_EXERCISE TASK:_
According to the text below on singing in a mixed voice, what is the number one sign that you are not mixing well?

# start of DOCUMENT SEGMENT

I get many emails and audio files from singers asking how they know if they are mixing. They want to know how to sing in a mixed voice.
The #1 tell-tale sign that you are NOT mixing well is if your larynx is rising too high and you feel like you have hit a ceiling. This usually makes your throat very uncomfortable. You should feel no tension, no pain, and no choking in your throat when singing high notes. You will feel movement, however, as the larynx tilts and moves gently up and down to allow the vocal cords to stretch.
A great way to get in touch with the sensations in your larynx is to put your finger on your voice box as you make sounds. Notice, if you imitate an opera singer it will go down. If you imitate a whiny baby crying, it will go up. The challenge comes when singing high notes, to maintain the balance of a flexible larynx that easily moves and easily tilts. This is necessary for optimal control of your voice.
Here are some helpful hints to keep your larynx neutral and flexible, and help you stay in a good mix:
1. Decrease your volume. You will instantly notice an ease when you sing the chorus of your song at a decreased volume. You may not like your sound….it may be breathy. This means you need to practise at this level working on your laryngeal tilt. Stop shouting.

# end of DOCUMENT SEGMENT
# start of GIVEN INFORMATION

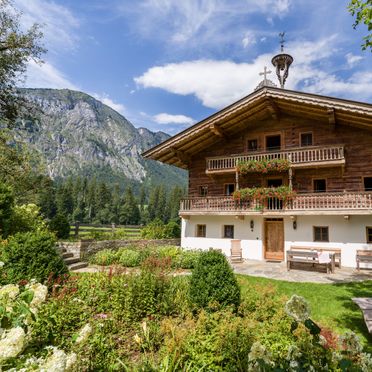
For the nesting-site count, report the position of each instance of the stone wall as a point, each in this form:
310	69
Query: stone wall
86	248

# end of GIVEN INFORMATION

_SOLVED PROBLEM:_
Your larynx rises too high and you feel like you have hit a ceiling.